**Brief:**
Where in the material does the word "hair" appear? Copy each line that has it.

**Exercise input:**

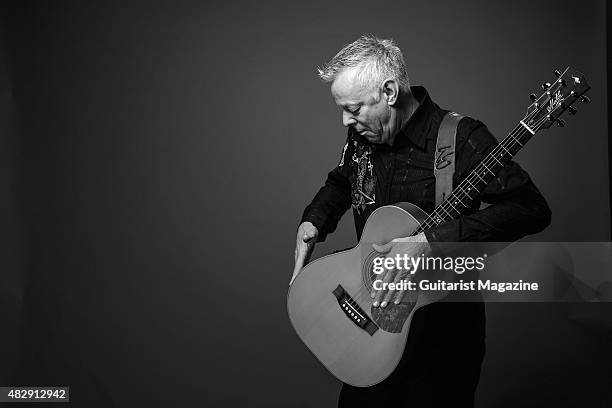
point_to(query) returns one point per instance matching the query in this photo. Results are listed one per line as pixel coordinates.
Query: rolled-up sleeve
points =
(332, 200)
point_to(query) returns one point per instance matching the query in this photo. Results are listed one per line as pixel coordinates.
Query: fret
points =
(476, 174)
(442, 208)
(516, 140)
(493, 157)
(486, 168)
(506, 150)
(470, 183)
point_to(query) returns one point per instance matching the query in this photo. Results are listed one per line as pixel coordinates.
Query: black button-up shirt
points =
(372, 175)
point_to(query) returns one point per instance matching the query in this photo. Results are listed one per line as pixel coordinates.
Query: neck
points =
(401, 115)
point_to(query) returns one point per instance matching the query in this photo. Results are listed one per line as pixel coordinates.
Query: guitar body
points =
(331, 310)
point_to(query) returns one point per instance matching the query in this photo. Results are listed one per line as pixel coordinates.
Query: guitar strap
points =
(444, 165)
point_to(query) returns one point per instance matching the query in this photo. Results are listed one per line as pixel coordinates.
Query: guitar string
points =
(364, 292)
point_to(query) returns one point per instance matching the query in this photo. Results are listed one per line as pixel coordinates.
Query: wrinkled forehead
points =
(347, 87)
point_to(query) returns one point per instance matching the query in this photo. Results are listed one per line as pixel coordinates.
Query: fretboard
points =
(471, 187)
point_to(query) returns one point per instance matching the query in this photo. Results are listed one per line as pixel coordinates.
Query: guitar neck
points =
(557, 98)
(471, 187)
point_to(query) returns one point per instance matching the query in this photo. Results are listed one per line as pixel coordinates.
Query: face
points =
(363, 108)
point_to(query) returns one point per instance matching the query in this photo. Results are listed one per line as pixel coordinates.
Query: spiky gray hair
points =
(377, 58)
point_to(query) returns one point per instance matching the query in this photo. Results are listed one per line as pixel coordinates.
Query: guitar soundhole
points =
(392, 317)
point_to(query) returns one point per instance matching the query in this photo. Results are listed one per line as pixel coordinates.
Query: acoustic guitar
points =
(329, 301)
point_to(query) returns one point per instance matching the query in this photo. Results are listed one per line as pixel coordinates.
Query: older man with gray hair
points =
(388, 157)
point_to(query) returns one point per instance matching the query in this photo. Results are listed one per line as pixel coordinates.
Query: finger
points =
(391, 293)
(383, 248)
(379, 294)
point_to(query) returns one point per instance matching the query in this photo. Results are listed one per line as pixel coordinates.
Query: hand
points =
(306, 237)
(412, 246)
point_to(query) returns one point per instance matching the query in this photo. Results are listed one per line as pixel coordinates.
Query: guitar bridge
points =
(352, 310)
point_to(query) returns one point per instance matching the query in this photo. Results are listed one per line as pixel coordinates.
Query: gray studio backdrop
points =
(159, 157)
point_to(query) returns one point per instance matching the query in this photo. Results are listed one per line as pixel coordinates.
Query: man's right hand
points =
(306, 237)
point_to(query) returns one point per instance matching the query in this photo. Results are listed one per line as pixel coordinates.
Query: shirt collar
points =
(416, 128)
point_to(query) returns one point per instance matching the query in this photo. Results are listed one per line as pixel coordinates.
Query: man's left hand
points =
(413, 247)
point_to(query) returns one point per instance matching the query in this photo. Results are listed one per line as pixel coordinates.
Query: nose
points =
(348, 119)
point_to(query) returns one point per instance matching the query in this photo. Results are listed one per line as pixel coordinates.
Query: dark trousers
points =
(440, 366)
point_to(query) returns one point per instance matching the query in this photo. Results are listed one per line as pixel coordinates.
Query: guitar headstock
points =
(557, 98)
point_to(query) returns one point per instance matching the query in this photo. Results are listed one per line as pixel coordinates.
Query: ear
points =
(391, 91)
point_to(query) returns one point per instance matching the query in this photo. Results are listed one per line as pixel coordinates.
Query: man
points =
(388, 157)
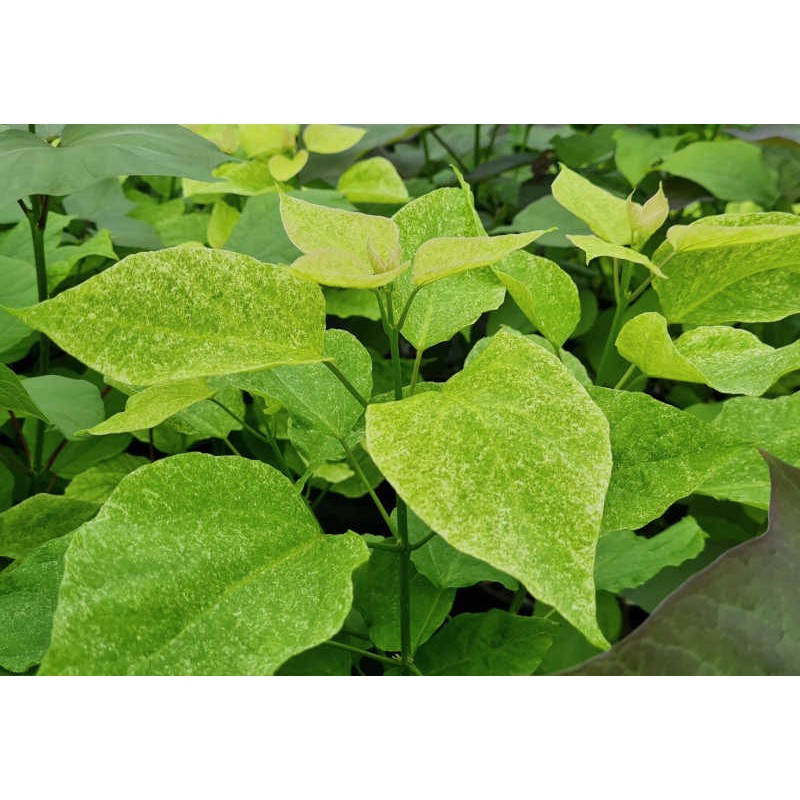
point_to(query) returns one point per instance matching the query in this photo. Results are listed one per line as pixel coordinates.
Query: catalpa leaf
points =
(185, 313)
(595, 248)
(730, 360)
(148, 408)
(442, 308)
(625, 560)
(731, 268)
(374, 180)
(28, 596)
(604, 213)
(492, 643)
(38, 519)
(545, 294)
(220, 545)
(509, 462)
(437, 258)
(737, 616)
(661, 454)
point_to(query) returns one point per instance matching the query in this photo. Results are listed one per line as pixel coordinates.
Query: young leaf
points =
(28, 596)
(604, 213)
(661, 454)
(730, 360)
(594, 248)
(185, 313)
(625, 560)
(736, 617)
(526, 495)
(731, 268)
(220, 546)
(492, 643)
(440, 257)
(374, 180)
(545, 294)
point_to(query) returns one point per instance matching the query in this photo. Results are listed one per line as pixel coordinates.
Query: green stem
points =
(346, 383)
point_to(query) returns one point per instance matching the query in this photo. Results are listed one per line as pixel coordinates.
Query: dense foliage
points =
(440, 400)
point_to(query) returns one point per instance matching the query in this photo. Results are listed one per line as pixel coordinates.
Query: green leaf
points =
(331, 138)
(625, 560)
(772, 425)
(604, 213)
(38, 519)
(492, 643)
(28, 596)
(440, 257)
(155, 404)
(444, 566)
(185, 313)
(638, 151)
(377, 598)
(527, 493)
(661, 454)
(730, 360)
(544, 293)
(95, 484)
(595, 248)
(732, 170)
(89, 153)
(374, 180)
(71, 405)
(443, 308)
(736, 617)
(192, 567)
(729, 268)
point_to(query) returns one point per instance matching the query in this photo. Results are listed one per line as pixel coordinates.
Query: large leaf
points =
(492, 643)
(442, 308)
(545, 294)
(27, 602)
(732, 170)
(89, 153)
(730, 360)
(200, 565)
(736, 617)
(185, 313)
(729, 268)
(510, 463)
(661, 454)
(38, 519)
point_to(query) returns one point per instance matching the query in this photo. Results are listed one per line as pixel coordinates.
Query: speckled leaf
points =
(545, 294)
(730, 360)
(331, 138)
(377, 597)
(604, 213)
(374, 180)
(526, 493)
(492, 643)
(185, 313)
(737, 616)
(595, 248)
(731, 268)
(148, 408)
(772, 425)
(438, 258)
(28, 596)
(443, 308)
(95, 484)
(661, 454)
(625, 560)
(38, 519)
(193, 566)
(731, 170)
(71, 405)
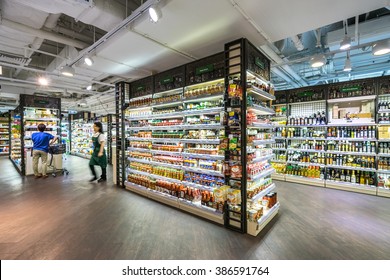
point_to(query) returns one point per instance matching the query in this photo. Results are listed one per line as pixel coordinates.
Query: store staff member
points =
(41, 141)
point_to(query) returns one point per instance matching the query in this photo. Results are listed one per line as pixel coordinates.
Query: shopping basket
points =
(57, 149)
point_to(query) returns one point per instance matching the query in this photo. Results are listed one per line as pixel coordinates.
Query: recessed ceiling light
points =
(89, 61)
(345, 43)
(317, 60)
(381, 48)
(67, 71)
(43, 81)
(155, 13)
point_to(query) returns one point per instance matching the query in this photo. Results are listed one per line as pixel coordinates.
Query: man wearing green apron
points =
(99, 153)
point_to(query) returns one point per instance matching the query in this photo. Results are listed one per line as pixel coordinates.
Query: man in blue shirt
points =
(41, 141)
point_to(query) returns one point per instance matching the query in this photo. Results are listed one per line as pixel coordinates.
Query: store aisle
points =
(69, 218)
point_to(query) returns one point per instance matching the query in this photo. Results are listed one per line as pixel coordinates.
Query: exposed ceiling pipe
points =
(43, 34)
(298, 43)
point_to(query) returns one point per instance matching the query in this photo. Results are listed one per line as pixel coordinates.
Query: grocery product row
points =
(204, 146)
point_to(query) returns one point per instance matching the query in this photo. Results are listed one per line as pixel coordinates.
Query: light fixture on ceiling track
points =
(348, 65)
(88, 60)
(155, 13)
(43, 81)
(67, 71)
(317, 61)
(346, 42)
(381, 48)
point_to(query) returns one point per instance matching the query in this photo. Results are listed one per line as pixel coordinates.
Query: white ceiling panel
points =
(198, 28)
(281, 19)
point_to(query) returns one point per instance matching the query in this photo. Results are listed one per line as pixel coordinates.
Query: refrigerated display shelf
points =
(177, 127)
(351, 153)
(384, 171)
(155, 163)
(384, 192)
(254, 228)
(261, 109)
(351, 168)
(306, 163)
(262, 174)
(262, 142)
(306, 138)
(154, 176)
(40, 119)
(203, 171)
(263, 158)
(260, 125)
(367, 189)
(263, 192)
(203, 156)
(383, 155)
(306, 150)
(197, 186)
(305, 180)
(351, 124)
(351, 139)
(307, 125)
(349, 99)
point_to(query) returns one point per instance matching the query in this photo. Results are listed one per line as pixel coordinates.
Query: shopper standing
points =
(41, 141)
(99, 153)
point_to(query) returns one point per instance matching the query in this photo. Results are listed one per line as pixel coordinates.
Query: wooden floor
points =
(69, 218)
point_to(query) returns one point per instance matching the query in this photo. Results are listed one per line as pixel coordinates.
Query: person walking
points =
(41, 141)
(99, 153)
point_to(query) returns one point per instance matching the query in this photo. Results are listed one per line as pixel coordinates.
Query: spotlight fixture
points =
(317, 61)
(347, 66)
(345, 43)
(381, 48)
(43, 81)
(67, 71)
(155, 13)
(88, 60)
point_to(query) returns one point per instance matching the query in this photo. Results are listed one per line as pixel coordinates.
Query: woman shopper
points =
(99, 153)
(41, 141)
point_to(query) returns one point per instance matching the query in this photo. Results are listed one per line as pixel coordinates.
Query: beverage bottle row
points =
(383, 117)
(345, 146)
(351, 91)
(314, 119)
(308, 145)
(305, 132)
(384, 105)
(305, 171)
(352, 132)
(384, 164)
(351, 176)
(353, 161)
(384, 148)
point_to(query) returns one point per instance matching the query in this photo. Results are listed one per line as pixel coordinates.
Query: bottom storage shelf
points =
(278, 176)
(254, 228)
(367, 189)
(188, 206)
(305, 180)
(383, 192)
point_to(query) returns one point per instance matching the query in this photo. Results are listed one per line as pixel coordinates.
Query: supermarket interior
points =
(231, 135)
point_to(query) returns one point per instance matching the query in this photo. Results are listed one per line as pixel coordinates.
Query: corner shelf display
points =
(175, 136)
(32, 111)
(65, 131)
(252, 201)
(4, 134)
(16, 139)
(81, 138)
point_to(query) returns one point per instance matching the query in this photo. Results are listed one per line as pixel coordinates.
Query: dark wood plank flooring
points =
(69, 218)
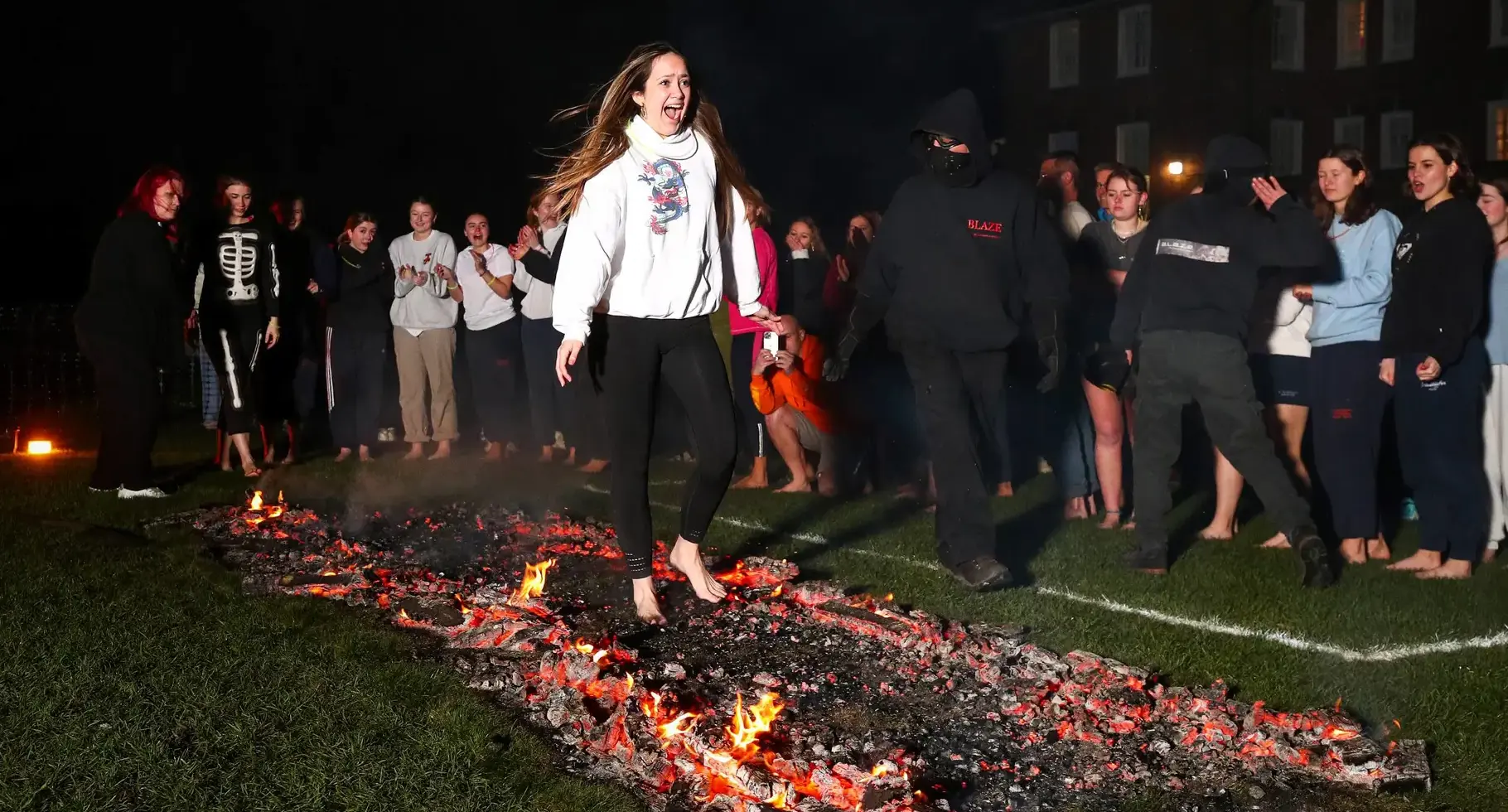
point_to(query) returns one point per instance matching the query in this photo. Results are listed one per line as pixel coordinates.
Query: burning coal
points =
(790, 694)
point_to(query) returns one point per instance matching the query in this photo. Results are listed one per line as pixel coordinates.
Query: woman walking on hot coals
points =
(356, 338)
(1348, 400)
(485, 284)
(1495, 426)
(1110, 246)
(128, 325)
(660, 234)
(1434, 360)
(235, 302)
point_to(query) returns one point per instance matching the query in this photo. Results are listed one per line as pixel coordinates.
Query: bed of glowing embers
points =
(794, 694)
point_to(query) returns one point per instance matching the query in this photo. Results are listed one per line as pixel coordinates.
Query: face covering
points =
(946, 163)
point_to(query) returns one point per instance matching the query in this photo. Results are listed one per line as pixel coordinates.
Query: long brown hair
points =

**Your solution:**
Query: spiky gray hair
Query: older man with gray hair
Query: long brown hair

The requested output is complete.